#### What the exercise asks:
Restate exactly the lines below, from the one containing "grass blade in" through the final line, and leave out the pictures.

-- Start --

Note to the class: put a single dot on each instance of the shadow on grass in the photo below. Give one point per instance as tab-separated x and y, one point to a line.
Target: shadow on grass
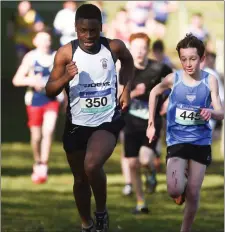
111	167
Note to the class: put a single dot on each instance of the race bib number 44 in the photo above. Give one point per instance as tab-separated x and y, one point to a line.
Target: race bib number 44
96	101
186	115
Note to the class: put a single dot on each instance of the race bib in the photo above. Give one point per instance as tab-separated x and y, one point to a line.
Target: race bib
96	101
139	109
188	115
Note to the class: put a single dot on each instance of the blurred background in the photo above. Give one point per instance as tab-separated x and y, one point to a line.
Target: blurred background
164	21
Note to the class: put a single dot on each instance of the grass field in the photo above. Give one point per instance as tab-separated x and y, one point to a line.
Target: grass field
50	207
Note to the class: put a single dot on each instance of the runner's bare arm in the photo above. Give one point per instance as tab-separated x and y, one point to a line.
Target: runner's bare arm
166	83
63	71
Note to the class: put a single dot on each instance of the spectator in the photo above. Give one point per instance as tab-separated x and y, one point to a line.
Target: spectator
100	5
119	27
156	24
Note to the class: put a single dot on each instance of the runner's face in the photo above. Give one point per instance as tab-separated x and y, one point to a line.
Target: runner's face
190	60
43	41
88	33
139	50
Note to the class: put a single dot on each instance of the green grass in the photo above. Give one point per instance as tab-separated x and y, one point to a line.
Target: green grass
50	207
213	12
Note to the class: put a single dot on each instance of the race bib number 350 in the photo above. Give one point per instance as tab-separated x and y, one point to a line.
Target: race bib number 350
188	116
96	101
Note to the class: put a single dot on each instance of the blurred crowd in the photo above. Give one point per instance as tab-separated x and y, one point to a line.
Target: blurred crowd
149	17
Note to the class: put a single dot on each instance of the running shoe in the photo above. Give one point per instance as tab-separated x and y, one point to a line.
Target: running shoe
127	190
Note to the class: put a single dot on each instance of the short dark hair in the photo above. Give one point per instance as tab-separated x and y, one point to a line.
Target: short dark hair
191	41
158	46
140	35
88	11
198	14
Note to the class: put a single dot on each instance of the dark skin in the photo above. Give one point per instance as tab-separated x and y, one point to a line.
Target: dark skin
87	165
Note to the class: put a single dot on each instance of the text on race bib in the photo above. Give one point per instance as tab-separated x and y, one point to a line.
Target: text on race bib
186	115
96	101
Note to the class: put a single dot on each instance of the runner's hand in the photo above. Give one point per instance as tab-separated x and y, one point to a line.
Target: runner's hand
205	114
71	70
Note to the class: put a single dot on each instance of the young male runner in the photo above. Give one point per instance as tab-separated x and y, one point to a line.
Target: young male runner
42	111
189	134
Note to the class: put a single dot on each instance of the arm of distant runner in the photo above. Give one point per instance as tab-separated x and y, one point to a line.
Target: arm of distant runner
59	77
21	77
166	83
218	112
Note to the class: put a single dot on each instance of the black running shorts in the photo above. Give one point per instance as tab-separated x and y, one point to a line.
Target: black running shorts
135	137
198	153
76	137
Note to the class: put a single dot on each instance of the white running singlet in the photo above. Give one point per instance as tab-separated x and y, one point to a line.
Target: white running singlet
92	93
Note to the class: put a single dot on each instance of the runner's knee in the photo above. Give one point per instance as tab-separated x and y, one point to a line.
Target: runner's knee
91	168
146	155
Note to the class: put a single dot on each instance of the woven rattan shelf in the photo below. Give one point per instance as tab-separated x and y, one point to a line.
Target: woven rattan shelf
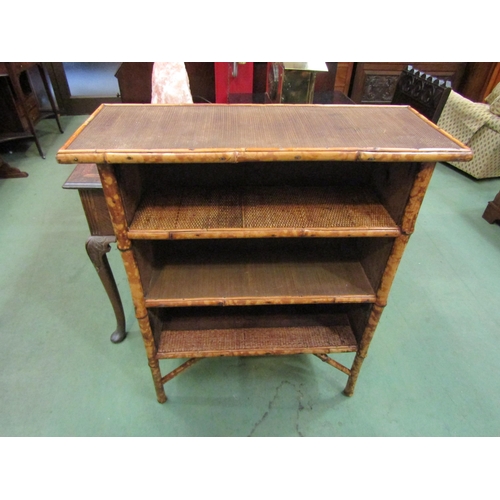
261	212
239	333
250	230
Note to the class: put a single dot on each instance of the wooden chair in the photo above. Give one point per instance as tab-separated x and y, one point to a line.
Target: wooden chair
425	93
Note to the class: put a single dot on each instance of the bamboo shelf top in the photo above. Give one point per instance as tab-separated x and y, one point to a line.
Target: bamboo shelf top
210	133
244	334
259	212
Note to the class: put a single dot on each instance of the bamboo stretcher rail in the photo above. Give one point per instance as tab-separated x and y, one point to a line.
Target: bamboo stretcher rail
178	370
326	359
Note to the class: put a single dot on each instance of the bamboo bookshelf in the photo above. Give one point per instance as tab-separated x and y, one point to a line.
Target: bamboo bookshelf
260	229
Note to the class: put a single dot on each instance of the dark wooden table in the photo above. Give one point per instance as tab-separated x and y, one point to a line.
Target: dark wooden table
85	179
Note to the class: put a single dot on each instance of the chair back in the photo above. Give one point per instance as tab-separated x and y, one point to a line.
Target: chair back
425	93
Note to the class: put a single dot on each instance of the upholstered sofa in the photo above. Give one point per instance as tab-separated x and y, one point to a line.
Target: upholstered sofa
478	126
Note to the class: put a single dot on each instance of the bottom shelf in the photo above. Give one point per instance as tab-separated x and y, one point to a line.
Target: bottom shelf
223	331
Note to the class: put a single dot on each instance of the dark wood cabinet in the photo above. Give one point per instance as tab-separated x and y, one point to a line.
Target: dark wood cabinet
19	106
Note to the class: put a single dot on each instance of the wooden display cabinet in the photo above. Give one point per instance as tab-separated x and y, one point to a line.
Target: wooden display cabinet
260	229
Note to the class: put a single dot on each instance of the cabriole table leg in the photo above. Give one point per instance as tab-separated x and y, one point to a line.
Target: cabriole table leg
97	247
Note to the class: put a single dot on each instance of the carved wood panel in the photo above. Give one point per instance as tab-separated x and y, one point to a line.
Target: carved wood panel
374	83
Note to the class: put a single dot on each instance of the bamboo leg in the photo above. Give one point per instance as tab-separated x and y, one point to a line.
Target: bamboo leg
117	215
363	348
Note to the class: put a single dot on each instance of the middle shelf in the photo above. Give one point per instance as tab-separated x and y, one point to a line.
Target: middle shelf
259	272
262	211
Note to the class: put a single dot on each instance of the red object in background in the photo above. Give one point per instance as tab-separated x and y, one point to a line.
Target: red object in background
232	78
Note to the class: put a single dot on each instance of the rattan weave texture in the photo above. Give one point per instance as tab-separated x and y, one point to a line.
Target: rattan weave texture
254	208
255	336
185	127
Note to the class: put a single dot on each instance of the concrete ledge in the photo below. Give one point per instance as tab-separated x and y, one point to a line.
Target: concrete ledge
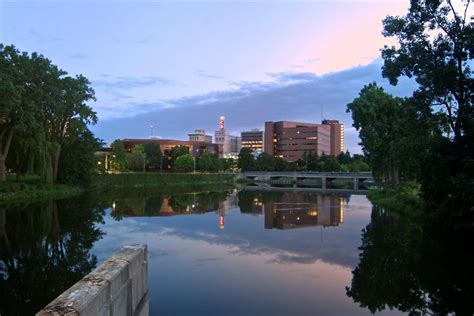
119	286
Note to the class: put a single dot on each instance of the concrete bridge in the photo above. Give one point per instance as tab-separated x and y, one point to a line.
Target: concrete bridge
325	178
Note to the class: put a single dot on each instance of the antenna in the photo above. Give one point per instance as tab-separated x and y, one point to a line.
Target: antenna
151	130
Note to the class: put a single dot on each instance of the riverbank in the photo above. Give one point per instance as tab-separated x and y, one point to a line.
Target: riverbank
397	197
31	189
107	182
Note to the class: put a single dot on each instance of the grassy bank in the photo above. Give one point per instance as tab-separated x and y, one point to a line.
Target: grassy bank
31	190
108	182
397	197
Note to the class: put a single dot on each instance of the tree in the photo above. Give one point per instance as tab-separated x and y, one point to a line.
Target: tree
396	133
78	160
119	155
246	161
344	158
67	108
22	91
137	158
184	163
177	151
153	155
205	162
436	47
436	44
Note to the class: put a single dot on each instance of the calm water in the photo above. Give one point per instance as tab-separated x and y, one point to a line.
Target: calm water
228	253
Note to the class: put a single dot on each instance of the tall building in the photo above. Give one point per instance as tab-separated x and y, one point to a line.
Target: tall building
252	139
230	144
199	135
194	148
337	136
291	140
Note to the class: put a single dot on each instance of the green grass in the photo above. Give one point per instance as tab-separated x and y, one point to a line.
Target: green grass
107	182
31	189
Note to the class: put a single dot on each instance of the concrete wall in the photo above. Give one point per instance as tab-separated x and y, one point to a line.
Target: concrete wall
119	286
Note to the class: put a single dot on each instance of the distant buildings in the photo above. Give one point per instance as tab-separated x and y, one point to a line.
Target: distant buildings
195	147
230	144
252	140
199	135
291	140
285	139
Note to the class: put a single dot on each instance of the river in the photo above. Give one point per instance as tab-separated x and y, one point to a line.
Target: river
210	253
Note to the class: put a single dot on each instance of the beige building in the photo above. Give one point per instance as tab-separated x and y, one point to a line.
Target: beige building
291	140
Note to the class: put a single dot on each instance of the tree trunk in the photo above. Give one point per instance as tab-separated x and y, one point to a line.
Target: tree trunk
56	164
3	169
4	148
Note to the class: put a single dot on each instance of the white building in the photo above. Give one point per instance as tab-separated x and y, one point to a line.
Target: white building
230	144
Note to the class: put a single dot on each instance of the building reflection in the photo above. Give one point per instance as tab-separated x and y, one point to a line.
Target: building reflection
294	210
176	205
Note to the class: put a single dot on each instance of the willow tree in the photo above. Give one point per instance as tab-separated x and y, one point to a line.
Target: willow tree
67	108
24	88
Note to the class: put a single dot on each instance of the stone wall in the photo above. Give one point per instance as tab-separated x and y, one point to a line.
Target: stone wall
118	286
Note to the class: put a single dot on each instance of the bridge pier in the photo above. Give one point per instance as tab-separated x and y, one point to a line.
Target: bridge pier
356	184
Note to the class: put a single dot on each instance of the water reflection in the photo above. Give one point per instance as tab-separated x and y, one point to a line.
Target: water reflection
44	249
297	247
407	264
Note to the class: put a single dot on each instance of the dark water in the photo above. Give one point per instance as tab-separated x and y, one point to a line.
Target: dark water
238	253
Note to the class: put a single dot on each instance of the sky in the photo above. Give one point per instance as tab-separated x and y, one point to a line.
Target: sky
180	65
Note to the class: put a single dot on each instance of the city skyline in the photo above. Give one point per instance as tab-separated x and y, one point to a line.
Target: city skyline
179	66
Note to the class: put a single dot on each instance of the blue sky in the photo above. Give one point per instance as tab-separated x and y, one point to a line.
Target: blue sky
179	66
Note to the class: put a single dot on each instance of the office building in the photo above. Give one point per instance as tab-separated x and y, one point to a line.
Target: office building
229	145
194	148
253	140
291	140
199	135
337	136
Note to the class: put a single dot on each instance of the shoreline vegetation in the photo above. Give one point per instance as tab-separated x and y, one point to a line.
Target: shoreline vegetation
403	196
33	189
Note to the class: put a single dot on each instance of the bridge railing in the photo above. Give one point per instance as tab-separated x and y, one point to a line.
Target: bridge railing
365	174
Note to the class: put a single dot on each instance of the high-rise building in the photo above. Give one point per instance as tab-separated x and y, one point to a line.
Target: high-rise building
252	139
199	135
230	144
291	140
337	136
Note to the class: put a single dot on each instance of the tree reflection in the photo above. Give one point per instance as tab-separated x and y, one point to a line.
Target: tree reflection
407	265
168	204
44	249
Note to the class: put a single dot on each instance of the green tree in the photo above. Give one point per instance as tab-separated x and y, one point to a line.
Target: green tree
67	112
205	162
329	163
184	163
246	161
396	133
344	158
226	164
78	160
136	160
23	88
154	156
436	44
177	151
119	155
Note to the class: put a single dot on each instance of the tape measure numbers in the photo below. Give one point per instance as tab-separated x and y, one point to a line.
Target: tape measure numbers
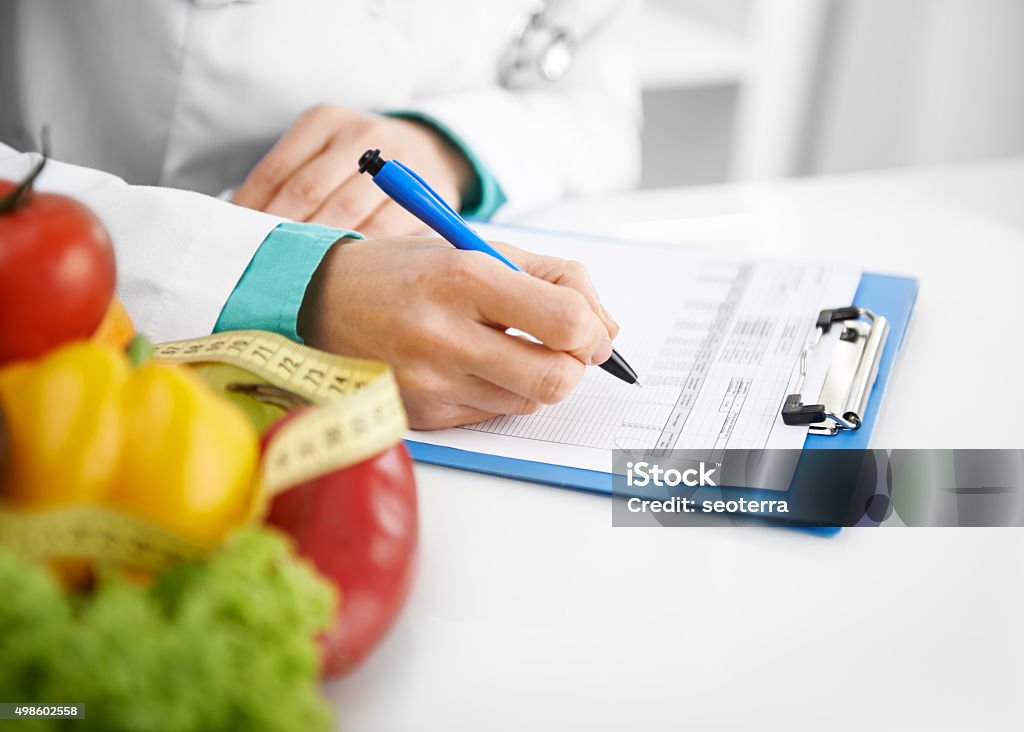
357	414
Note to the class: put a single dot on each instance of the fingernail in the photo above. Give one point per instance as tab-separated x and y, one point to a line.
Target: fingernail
603	351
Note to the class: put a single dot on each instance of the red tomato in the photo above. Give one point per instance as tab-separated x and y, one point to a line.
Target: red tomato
56	272
359	526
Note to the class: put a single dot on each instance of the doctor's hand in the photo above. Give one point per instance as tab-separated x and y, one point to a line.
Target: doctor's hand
311	175
438	315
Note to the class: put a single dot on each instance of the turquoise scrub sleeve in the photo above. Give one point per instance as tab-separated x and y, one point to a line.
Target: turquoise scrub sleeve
485	196
269	294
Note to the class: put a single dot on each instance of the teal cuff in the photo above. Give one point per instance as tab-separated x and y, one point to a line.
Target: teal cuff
269	294
485	196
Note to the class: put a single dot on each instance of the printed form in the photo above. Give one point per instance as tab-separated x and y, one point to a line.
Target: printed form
715	340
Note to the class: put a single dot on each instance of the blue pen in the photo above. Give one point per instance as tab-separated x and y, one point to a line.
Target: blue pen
413	194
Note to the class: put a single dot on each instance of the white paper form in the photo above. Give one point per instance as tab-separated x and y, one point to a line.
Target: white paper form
715	340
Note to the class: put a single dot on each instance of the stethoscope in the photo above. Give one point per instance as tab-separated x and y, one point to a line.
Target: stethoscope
543	50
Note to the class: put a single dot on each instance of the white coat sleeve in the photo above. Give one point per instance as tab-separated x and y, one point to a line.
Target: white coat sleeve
179	254
578	136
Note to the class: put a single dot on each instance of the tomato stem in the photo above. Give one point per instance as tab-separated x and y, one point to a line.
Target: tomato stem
19	196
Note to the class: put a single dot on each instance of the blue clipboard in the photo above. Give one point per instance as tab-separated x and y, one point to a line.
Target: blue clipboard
892	297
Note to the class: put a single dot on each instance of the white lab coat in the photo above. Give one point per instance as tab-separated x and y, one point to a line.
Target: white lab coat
179	254
190	93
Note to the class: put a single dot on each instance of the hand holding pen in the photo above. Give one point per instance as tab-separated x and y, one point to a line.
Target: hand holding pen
439	315
415	195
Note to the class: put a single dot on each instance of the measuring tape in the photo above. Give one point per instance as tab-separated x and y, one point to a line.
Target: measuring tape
356	413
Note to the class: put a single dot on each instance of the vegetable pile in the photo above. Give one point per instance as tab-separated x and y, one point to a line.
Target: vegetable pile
223	644
151	569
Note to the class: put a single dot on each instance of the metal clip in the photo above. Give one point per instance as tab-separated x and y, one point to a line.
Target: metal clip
851	375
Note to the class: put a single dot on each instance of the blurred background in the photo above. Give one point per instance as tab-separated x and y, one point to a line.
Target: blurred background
752	89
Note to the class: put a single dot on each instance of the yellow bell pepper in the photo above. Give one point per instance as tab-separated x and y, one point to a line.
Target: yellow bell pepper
65	425
155	442
189	456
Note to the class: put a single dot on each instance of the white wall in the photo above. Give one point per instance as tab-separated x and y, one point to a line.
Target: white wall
921	82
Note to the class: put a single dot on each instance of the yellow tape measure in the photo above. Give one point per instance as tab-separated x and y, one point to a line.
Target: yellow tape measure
357	414
95	532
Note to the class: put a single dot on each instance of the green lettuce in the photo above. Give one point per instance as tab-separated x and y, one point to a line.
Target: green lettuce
224	644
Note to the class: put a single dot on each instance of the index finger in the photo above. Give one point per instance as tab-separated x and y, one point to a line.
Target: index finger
303	141
564	272
560	317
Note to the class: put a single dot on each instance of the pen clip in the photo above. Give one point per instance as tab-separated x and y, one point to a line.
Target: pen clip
426	186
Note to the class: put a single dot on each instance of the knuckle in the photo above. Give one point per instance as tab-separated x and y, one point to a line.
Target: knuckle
556	381
266	175
574	319
525	405
320	112
577	270
466	268
306	190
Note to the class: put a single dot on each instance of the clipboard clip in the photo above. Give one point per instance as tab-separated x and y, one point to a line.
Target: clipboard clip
851	374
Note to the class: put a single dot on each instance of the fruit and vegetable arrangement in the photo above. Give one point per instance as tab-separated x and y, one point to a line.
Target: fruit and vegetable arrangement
192	533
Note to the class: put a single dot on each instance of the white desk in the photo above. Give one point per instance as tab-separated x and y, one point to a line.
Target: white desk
531	612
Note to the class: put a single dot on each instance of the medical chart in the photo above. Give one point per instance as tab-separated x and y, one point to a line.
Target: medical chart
714	338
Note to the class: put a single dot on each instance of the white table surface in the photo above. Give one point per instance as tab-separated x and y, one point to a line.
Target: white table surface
531	612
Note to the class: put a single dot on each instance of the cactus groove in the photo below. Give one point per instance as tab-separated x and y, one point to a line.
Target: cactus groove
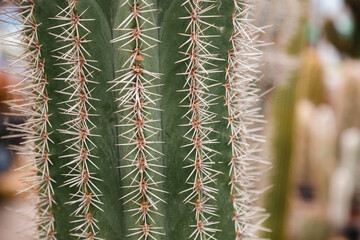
134	102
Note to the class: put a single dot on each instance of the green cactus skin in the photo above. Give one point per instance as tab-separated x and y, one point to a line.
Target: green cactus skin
137	124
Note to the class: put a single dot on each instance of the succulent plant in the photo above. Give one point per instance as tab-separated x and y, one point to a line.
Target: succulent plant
142	117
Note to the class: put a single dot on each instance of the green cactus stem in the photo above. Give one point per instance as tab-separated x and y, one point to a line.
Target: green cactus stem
129	106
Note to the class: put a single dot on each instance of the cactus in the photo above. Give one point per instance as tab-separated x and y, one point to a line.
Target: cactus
141	117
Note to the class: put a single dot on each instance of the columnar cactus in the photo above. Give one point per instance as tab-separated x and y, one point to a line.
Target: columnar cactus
141	117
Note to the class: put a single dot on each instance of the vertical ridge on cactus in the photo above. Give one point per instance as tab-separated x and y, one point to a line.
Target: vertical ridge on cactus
78	72
33	88
136	101
198	74
139	129
241	98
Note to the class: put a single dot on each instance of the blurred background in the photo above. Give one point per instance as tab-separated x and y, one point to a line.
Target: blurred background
312	70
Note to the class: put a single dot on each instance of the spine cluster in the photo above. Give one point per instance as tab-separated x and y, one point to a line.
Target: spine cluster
33	105
242	95
199	69
137	104
77	71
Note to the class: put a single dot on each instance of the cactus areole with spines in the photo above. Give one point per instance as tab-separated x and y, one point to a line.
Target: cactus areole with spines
142	118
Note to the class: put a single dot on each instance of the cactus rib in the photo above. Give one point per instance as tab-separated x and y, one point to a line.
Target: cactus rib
241	98
136	101
198	59
78	73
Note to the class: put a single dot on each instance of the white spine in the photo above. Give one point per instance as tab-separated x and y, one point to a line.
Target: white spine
199	70
137	100
242	96
78	73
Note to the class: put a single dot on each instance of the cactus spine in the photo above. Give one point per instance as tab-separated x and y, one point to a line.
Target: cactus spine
104	108
136	100
198	55
241	98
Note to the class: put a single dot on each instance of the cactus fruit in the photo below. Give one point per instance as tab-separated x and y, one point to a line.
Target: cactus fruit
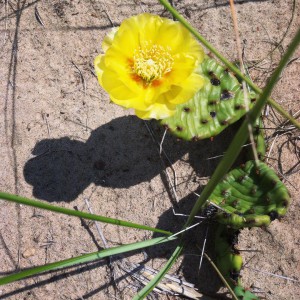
213	108
229	261
250	196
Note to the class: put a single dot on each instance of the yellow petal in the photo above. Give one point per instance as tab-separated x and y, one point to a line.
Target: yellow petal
150	65
107	42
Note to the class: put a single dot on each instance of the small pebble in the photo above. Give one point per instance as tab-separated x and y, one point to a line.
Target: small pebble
28	252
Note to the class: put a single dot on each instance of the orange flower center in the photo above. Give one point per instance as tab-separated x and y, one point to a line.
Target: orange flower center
152	62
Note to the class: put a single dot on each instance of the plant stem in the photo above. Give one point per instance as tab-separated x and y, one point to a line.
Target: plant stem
242	134
226	62
221	276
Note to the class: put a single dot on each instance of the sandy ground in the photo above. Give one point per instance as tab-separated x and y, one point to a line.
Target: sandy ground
63	142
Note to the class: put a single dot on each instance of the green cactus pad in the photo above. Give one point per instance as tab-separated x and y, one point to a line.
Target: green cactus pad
250	196
259	139
229	261
213	108
243	294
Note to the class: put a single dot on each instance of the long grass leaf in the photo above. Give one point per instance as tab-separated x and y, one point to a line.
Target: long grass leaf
71	212
242	134
159	276
84	259
226	62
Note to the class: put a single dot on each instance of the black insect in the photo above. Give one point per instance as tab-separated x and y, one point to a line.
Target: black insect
210	211
273	215
234	275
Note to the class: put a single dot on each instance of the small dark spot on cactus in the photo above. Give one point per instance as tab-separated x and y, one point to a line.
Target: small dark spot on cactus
235	203
238	106
226	95
234	275
215	81
273	215
99	165
226	215
213	114
224	122
196	138
235	251
233	239
285	203
225	193
250	221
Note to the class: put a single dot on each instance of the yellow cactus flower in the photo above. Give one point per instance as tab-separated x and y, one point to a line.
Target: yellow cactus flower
149	65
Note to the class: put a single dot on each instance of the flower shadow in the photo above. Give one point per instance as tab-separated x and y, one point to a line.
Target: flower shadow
119	154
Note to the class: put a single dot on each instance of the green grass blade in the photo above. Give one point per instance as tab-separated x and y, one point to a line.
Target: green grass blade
242	134
71	212
226	62
84	259
159	276
228	159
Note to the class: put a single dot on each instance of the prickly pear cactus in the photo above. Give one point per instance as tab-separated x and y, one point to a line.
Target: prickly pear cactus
249	196
229	261
213	108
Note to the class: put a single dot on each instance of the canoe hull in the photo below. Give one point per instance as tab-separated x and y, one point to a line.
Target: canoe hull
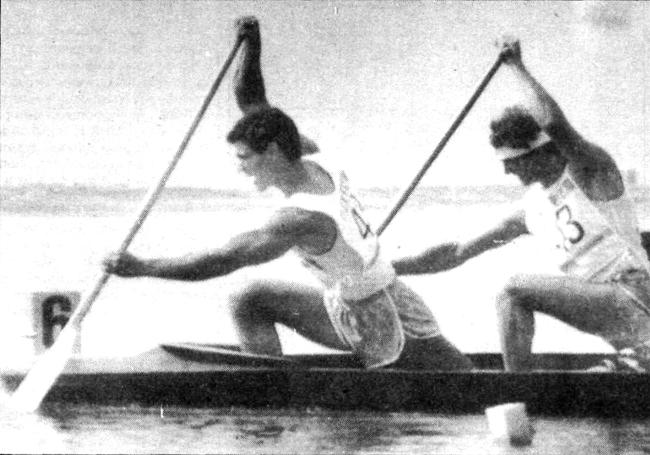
201	383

-- End --

#### Solution for this exercise:
Note to the class: put a single dot on each instance of the green grass blade in the photo above. Give one point per instance as tab-separated x and y, one point to a line.
Target: green grass blade
242	134
71	212
226	62
84	259
159	276
228	159
Note to the class: put a single dot on each instance of the prickly pear cactus in the photo above. Give one point per instance as tab-separated x and y, one point to a line.
Target: prickly pear cactus
249	196
229	261
213	108
Note to the class: put a single dot on each instance of the canoe hull in the photo below. Give one point per instance as tab-separated x and y, one point to a line.
Target: canoe hull
201	383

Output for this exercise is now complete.